> **Given exercise A**: Set down, word for word, the stretch of the appeals court decision from "Defendant-Appellant." through "flugaur, Judge.  Affirmed.".
> **Given exercise B**: Resume the appeals court decision from the point where it stops, and carry it forward.

> **Text to read**:
[Start]

COURT OF APPEALS

DECISION

DATED AND FILED

 

September 13, 2001

 

Cornelia G. Clark

Clerk of Court of Appeals

 

 

 

NOTICE

 

 

This opinion is subject to further editing.  If published, the official version will appear in the bound volume of the Official Reports. 

 

A party may file with the Supreme Court a petition to review an adverse decision by the Court of Appeals.  See Wis. Stat. § 808.10 and Rule 809.62. 

 

 

 

 

No. 

01-1020-FT

 

STATE OF WISCONSIN   

IN COURT OF APPEALS

 

DISTRICT IV

 

 

City of Stevens Point,

 

            Plaintiff-Respondent,

 

              v.

 

Michael C. Wirtz,

 

            Defendant-Appellant.

 

 

 

 

            APPEAL from a judgment of the circuit court for Portage County:  thomas t. flugaur, Judge.  Affirmed. 

1        LUNDSTEN, J.[1]  Michael C. Wirtz appeals from a jury verdict finding him guilty under Wis. Stat. § 346.63(1)(a) for operating a motor vehicle while under the influence of an intoxicant.  Wirtz contends on appeal that the trial court erred in refusing to grant his motion for a mistrial after the prosecutor for the City of Stevens Point (City) elicited testimony from the arresting officer that Wirtz refused to answer questions after he was read his Miranda rights.  For the following reasons, we affirm.

[End]

> **Data entries**:
[Start]

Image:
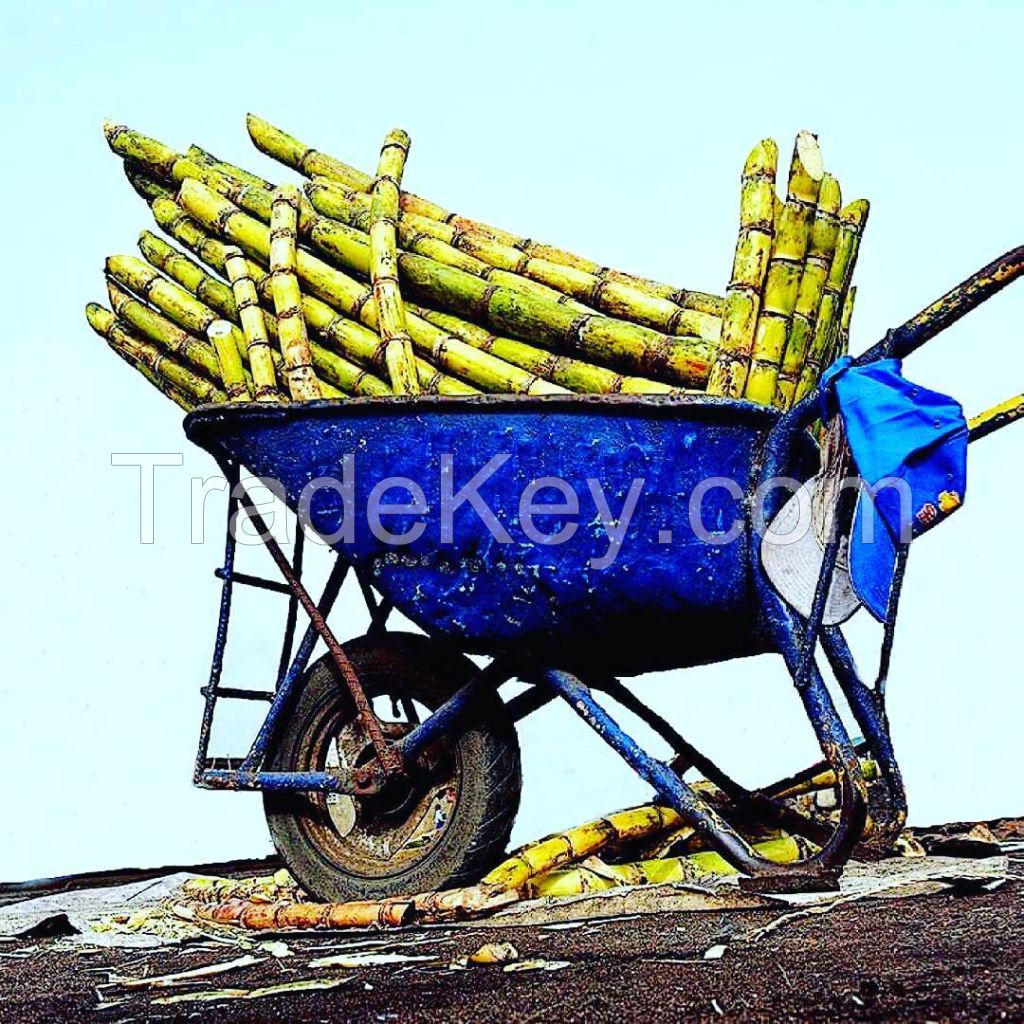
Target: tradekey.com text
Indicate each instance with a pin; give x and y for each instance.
(513, 509)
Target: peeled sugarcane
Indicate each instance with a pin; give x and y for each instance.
(819, 256)
(292, 153)
(194, 387)
(177, 304)
(483, 256)
(335, 369)
(384, 265)
(572, 374)
(253, 326)
(852, 219)
(354, 340)
(632, 346)
(158, 329)
(354, 299)
(785, 267)
(299, 373)
(742, 298)
(619, 343)
(595, 876)
(223, 338)
(160, 383)
(843, 341)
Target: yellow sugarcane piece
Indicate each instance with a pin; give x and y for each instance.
(785, 268)
(595, 875)
(253, 322)
(583, 841)
(754, 246)
(299, 373)
(120, 337)
(852, 219)
(384, 264)
(313, 164)
(222, 336)
(824, 232)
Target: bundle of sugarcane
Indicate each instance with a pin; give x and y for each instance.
(354, 287)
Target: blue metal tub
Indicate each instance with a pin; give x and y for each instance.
(660, 598)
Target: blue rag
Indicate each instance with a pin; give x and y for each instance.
(909, 444)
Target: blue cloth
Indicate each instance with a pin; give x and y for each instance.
(910, 441)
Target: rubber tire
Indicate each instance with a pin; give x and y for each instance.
(488, 751)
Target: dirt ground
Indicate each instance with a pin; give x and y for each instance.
(942, 957)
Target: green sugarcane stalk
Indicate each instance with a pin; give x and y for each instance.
(299, 373)
(481, 255)
(349, 338)
(150, 325)
(292, 153)
(742, 298)
(222, 337)
(852, 219)
(384, 265)
(248, 310)
(785, 268)
(572, 374)
(354, 299)
(173, 300)
(338, 373)
(617, 343)
(634, 347)
(160, 383)
(120, 337)
(819, 256)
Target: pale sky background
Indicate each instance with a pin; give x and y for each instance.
(615, 130)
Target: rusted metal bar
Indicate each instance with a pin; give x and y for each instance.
(389, 760)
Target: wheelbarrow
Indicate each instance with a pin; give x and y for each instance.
(556, 537)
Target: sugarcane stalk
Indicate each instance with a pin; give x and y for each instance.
(384, 264)
(292, 153)
(348, 337)
(852, 219)
(583, 841)
(843, 341)
(222, 336)
(299, 373)
(181, 307)
(750, 265)
(572, 374)
(152, 326)
(174, 301)
(145, 185)
(630, 346)
(249, 311)
(196, 388)
(339, 375)
(785, 267)
(819, 256)
(482, 256)
(354, 299)
(161, 383)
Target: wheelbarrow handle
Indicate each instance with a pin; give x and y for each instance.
(943, 312)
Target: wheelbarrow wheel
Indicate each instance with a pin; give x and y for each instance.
(446, 827)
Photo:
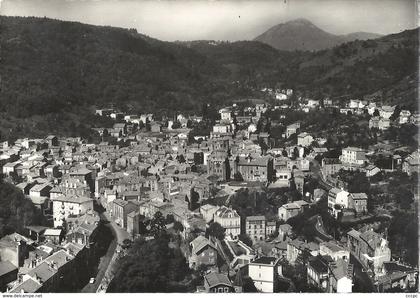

[End]

> **Exercise result A**:
Defendant-Appellant.

 

 

 

 

            APPEAL from a judgment of the circuit court for Portage County:  thomas t. flugaur, Judge.  Affirmed.

> **Exercise result B**:
Background

2        On August 25, 2000, Wirtz was arrested and subsequently charged with operating a motor vehicle while under the influence of an intoxicant and with a prohibited alcohol concentration, contrary to Wis. Stat. § 346.63(1)(a) and (b) respectively.  A jury trial ensued.

3        At the trial, Officer Ben Uitenbroek testified that he is employed by the Stevens Point Police Department.  At the time of trial, Officer Uitenbroek had been employed as a police officer for approximately two years, having previously received four hundred hours of law enforcement credit.  Officer Uitenbroek testified that in the course of duty he has seen well over a hundred incidents of underage drinking and has been involved in forty to fifty operating while intoxicated cases.

4        Officer Uitenbroek testified that on August 25, 2000, at approximately 1:00 a.m., he was driving on Stanley Street, a four-lane road, when he observed a white Corvette convertible swerve between the two eastbound lanes.  Officer Uitenbroek followed the vehicle for several blocks, noting that it swerved between the two eastbound lanes approximately four times.  The vehicle then crossed the centerline, by at least a tire width, into the nearest westbound lane.

5        At that point, Officer Uitenbroek activated his warning lights in an attempt to stop the vehicle.  When it did not stop, the officer activated his siren as well.  After the vehicle pulled over, Officer Uitenbroek approached the driver and identified Wirtz by his driver’s license.  Officer Uitenbroek testified that Wirtz’s breath smelled of alcohol and he spoke with slow, slurred speech.  Additionally, Wirtz’s eyes were pink and bloodshot.

6        Based on the odor of alcohol, Officer Uitenbroek asked Wirtz if he had been drinking.  Wirtz responded that he had drunk two to three beers.  Officer Uitenbroek asked Wirtz to exit the vehicle to perform several field sobriety tests.  When he exited the vehicle, Wirtz leaned on the door for balance.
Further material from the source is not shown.